**PROBLEMS TO WORK ON:**
(a) Using the article on the disputed paternity below, state whether each statement agrees with it, answering yes or no and quoting the article's deciding words: (i) The DNA tests on Craig's body were conducted at Brigham Young University. (ii) Anthoefer's mother lives with him in Cologne. (iii) Anthoefer won the 1997 mayoral election in Weston.
(b) Quote the passage of the article on the disputed paternity below, starting at "Franz Anthoefer, of" and ending at "in Bonn, Germany.".

**EXCERPT PROVIDED:**
━━━━━━
German man denied U.S. passport over disputed paternity


Apr 5, 2006


By VICKI SMITH
Associated Press Writer

MORGANTOWN, W.Va. (AP) -- A German man who has fought for a decade to prove his paternity and become a U.S. citizen hit another roadblock this week when the U.S. consulate in Frankfurt refused to grant him a passport.

Franz Anthoefer, of Cologne, told The Associated Press of the denial in an e-mail Wednesday morning.

Anthoefer claims former Weston mayor and state legislator Louis G. Craig had an affair with his mother, Babette, while working for the Displaced Persons Bureau in Rastatt, Germany, in 1950.

Anthoefer, a former cargo pilot and flight instructor, is now a full-time caregiver for his 85-year-old mother, who lives with him in Bonn, Germany.

Anthoefer says a German court has recognized Craig as his father, and he is determined to convince others.

He began his legal battle in 1996, but his quest dates to 1971. Anthoefer tracked Craig to Weston and traveled there to meet him, only to learn Craig had died weeks earlier.

Anthoefer received permission from a West Virginia circuit judge to have Craig's body exhumed in 1996 for DNA tests that were conducted at Brigham Young University and found a 99.93 percent match.

Anthoefer was so eager to follow in Craig's footsteps that he ran for mayor of Weston in 1997 under the name Louis Craig Jr., but was deported on the eve of the election for being in the country illegally.

In a telephone interview Monday, Anthoefer said he believes that under a 1940 federal law, he must be granted a passport. U.S. officials, however, told him in a letter last year that they want another DNA test because the first was not done by "an acceptable DNA testing facility."

An official with the U.S. embassy in Berlin who has been involved in Anthoefer's case did not immediately respond to e-mails from the AP.

Anthoefer, however, refuses to seek another exhumation.

"It's just an insult to an American veteran," he said. "I don't think American veterans like to be digged up again and again for no reason."
━━━━━━
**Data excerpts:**
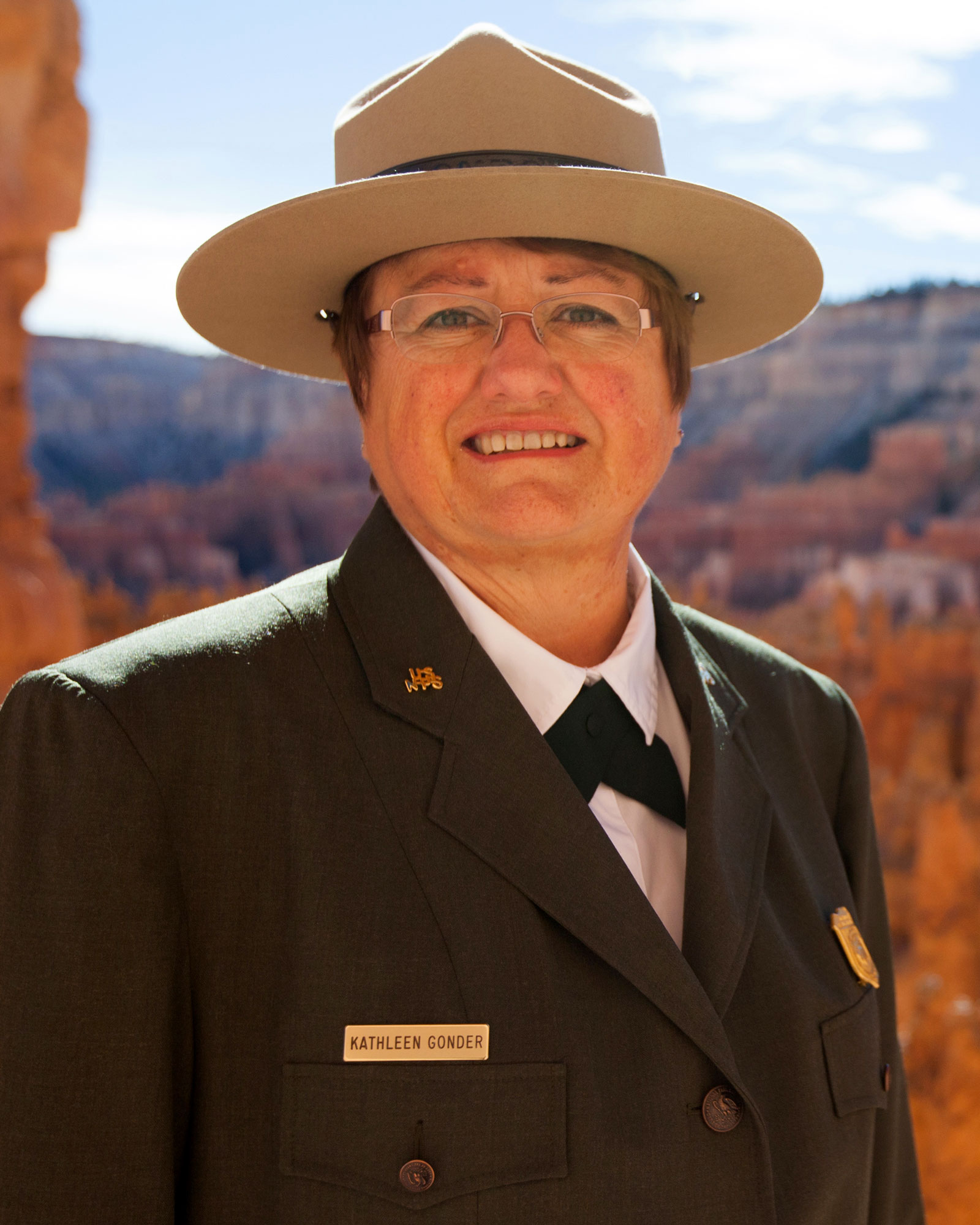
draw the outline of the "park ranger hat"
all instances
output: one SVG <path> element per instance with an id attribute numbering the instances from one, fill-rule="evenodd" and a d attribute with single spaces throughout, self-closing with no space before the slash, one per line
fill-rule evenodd
<path id="1" fill-rule="evenodd" d="M 218 348 L 343 379 L 323 318 L 350 278 L 467 239 L 586 239 L 654 260 L 699 294 L 693 365 L 766 344 L 820 299 L 820 260 L 789 222 L 666 176 L 646 98 L 496 26 L 352 99 L 334 148 L 337 186 L 245 217 L 184 265 L 180 310 Z"/>

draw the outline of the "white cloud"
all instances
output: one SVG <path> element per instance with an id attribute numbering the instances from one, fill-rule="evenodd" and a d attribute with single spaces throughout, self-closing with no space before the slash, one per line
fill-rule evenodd
<path id="1" fill-rule="evenodd" d="M 918 153 L 931 140 L 924 124 L 904 115 L 866 113 L 839 124 L 816 124 L 810 130 L 815 145 L 840 145 L 872 153 Z"/>
<path id="2" fill-rule="evenodd" d="M 174 284 L 191 251 L 234 219 L 93 205 L 76 230 L 53 239 L 48 283 L 29 304 L 26 326 L 213 352 L 184 322 Z"/>
<path id="3" fill-rule="evenodd" d="M 677 77 L 681 107 L 714 121 L 938 97 L 953 87 L 949 62 L 980 50 L 980 5 L 964 0 L 608 0 L 579 11 L 655 23 L 641 58 Z M 902 152 L 910 140 L 861 147 Z"/>
<path id="4" fill-rule="evenodd" d="M 905 183 L 856 205 L 861 217 L 918 241 L 954 238 L 980 243 L 980 205 L 954 195 L 948 183 Z"/>

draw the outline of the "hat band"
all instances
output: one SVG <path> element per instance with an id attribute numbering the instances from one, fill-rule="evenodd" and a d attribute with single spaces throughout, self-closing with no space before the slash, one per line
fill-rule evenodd
<path id="1" fill-rule="evenodd" d="M 417 162 L 402 162 L 399 165 L 379 170 L 372 179 L 387 174 L 415 174 L 419 170 L 466 170 L 474 165 L 577 165 L 590 167 L 594 170 L 621 170 L 621 165 L 609 162 L 593 162 L 587 157 L 570 157 L 564 153 L 535 153 L 528 149 L 473 149 L 468 153 L 443 153 L 439 157 L 423 157 Z"/>

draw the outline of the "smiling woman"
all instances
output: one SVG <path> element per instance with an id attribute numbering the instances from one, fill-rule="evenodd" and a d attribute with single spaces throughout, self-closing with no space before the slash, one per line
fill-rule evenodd
<path id="1" fill-rule="evenodd" d="M 179 300 L 347 370 L 370 517 L 2 708 L 0 1218 L 921 1225 L 855 713 L 630 544 L 691 364 L 816 254 L 495 27 L 336 149 Z"/>

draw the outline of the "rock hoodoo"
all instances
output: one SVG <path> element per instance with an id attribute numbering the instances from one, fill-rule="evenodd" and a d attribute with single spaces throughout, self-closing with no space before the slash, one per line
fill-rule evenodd
<path id="1" fill-rule="evenodd" d="M 48 239 L 78 221 L 87 119 L 72 0 L 0 0 L 0 693 L 85 643 L 75 581 L 34 502 L 21 314 Z"/>

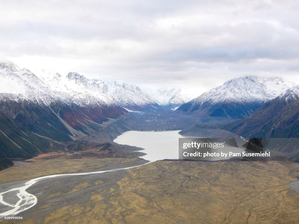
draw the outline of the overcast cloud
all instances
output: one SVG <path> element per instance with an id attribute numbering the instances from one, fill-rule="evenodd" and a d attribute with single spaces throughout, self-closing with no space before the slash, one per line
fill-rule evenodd
<path id="1" fill-rule="evenodd" d="M 299 1 L 2 1 L 0 58 L 200 93 L 233 78 L 299 84 Z"/>

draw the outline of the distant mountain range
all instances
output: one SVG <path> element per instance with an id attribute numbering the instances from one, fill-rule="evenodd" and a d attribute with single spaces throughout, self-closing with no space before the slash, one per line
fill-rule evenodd
<path id="1" fill-rule="evenodd" d="M 245 137 L 299 138 L 299 85 L 225 128 Z"/>
<path id="2" fill-rule="evenodd" d="M 194 96 L 183 88 L 142 90 L 76 72 L 64 77 L 0 63 L 0 163 L 9 165 L 7 159 L 29 158 L 64 148 L 130 110 L 165 106 L 175 119 L 182 115 L 226 121 L 246 118 L 225 128 L 244 136 L 298 136 L 298 86 L 281 78 L 248 76 L 228 81 L 191 100 Z M 169 109 L 180 105 L 175 114 Z M 6 165 L 0 164 L 0 169 Z"/>
<path id="3" fill-rule="evenodd" d="M 3 157 L 29 158 L 104 126 L 128 112 L 181 104 L 191 99 L 175 89 L 158 101 L 138 86 L 90 80 L 75 72 L 32 72 L 0 63 L 0 151 Z"/>
<path id="4" fill-rule="evenodd" d="M 295 85 L 276 77 L 234 79 L 183 104 L 176 111 L 195 116 L 244 118 Z"/>

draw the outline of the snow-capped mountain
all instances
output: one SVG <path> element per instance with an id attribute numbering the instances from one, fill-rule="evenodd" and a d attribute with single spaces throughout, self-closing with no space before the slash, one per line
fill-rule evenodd
<path id="1" fill-rule="evenodd" d="M 299 99 L 299 85 L 287 90 L 282 93 L 278 97 L 284 99 L 287 103 Z"/>
<path id="2" fill-rule="evenodd" d="M 181 105 L 190 100 L 196 96 L 188 93 L 182 88 L 165 88 L 155 90 L 147 89 L 149 95 L 161 105 Z"/>
<path id="3" fill-rule="evenodd" d="M 225 129 L 250 137 L 299 137 L 299 85 L 263 105 L 251 116 L 229 124 Z"/>
<path id="4" fill-rule="evenodd" d="M 140 109 L 157 103 L 139 87 L 114 81 L 89 79 L 76 72 L 65 77 L 54 72 L 35 72 L 45 83 L 55 90 L 65 92 L 77 99 L 94 103 L 98 100 L 109 105 L 115 104 L 131 109 Z"/>
<path id="5" fill-rule="evenodd" d="M 277 77 L 234 79 L 204 93 L 177 110 L 196 111 L 212 116 L 242 118 L 295 85 Z"/>

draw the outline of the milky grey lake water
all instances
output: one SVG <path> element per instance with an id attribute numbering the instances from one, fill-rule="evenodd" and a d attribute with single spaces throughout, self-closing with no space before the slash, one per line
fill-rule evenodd
<path id="1" fill-rule="evenodd" d="M 129 131 L 113 141 L 121 145 L 145 149 L 140 151 L 147 154 L 141 157 L 149 161 L 179 159 L 179 139 L 187 137 L 179 134 L 180 130 L 165 131 Z"/>
<path id="2" fill-rule="evenodd" d="M 165 159 L 179 158 L 179 139 L 180 138 L 196 138 L 184 136 L 179 134 L 180 130 L 164 131 L 129 131 L 124 132 L 113 141 L 118 144 L 139 147 L 144 149 L 140 151 L 147 155 L 140 158 L 153 162 Z M 240 152 L 243 150 L 238 148 L 226 147 L 226 150 Z M 218 150 L 215 150 L 216 152 Z M 226 159 L 229 158 L 228 157 Z M 215 157 L 211 160 L 223 159 Z"/>

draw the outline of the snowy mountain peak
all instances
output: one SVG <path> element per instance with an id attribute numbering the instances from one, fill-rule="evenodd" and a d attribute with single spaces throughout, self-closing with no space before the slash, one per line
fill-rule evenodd
<path id="1" fill-rule="evenodd" d="M 179 105 L 188 102 L 196 96 L 192 95 L 183 88 L 168 88 L 155 90 L 147 90 L 156 102 L 161 105 Z"/>
<path id="2" fill-rule="evenodd" d="M 245 76 L 233 79 L 194 99 L 203 103 L 223 102 L 266 102 L 295 84 L 278 77 Z"/>
<path id="3" fill-rule="evenodd" d="M 19 71 L 21 70 L 21 69 L 18 65 L 13 63 L 0 63 L 0 69 L 6 69 L 13 72 Z"/>
<path id="4" fill-rule="evenodd" d="M 71 79 L 74 79 L 75 80 L 82 80 L 86 79 L 86 78 L 83 76 L 80 75 L 77 72 L 70 72 L 68 73 L 66 76 L 66 77 L 69 80 Z"/>
<path id="5" fill-rule="evenodd" d="M 280 94 L 279 97 L 284 99 L 288 102 L 299 99 L 299 85 L 287 90 Z"/>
━━━━━━
**RESULTS FOR THE EXERCISE:**
(a)
(i) Yes: "DNA tests that were conducted at Brigham Young University and found a 99.93 percent match."
(ii) No: "who lives with him in Bonn, Germany."
(iii) No: "was deported on the eve of the election for being in the country illegally."

(b)
Franz Anthoefer, of Cologne, told The Associated Press of the denial in an e-mail Wednesday morning.

Anthoefer claims former Weston mayor and state legislator Louis G. Craig had an affair with his mother, Babette, while working for the Displaced Persons Bureau in Rastatt, Germany, in 1950.

Anthoefer, a former cargo pilot and flight instructor, is now a full-time caregiver for his 85-year-old mother, who lives with him in Bonn, Germany.